The rigors of applying for the Malcolm Baldrige National Quality Award helped Memorial Hermann Sugar Land (Texas) Hospital to successfully plan a new patient tower.
"As we began to discuss that expansion project, we were able to take the learnings of our Baldrige journey into how we were going to build that tower," says Greg Haralson, the hospital's senior vice president and CEO. "It raises the bar for every patient who walks in the door moving forward."
A winner of the National Institute of Standards and Technology's Malcolm Baldrige National Quality Award in the health care category, Memorial Hermann Sugar Land Hospital is one of only two Chest Pain Center-accredited hospitals in Fort Bend County, a region with nearly 700,000 residents just southwest of Houston. It provides a dedicated pediatric emergency center and is a Joint Center of Excellence in the areas of diabetes education, joint replacement program and bariatric/weight-loss surgery.

§ Your objective
Using the hospital profile, explain why Memorial Hermann Sugar Land Hospital was able to plan its new patient tower successfully. The entries that follow were drawn from a separate source.

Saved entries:
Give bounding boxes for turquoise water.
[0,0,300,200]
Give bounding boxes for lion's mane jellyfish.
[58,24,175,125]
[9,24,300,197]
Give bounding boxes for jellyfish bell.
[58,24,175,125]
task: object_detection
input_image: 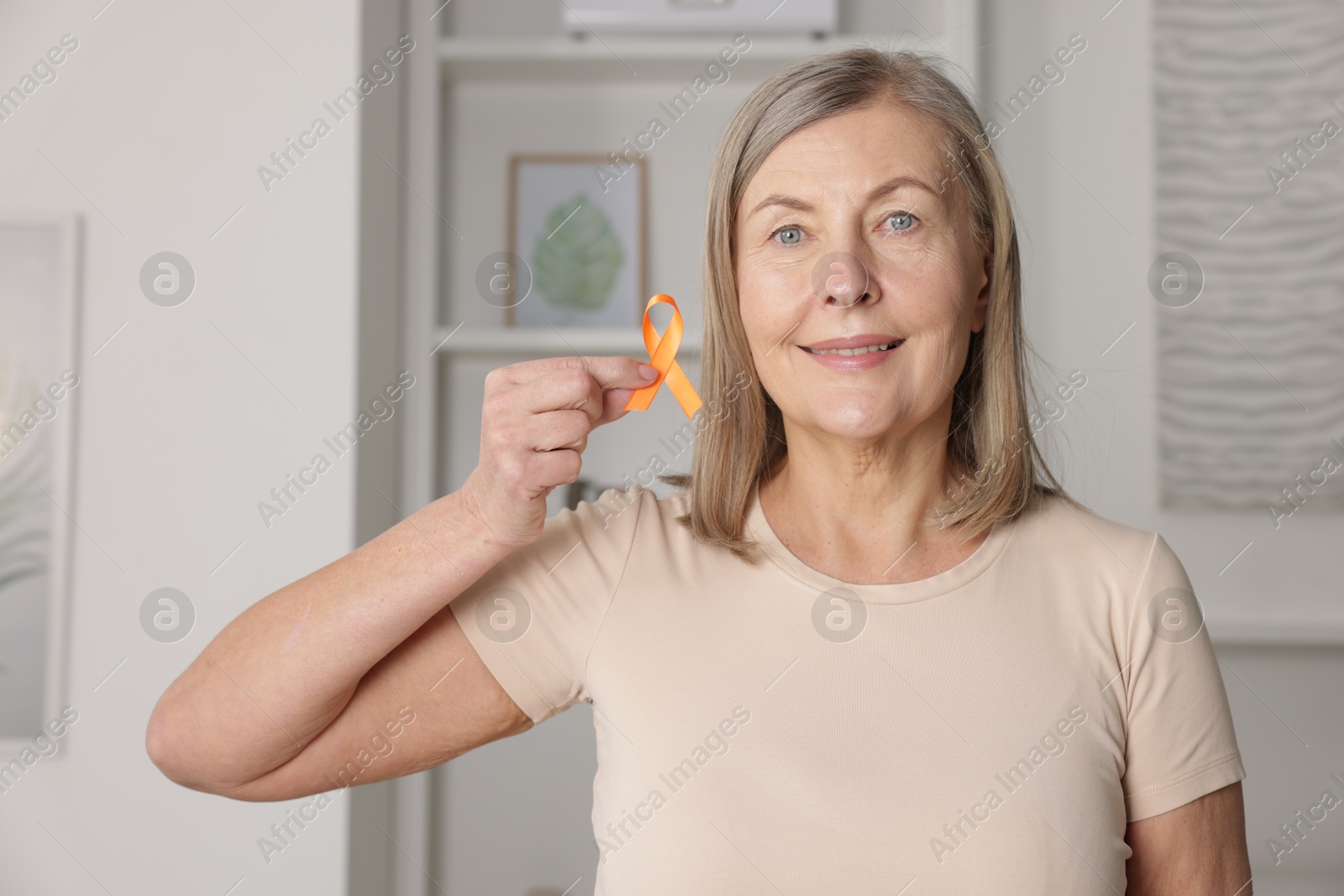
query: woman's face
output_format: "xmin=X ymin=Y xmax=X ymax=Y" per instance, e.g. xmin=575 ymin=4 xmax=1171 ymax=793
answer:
xmin=734 ymin=103 xmax=990 ymax=439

§ Solution to the problem
The rigors of applying for the Malcolm Baldrige National Quality Award helped the hospital plan the tower. As discussion of the expansion began, the hospital carried what it had learned on its Baldrige journey into decisions about how to build the tower.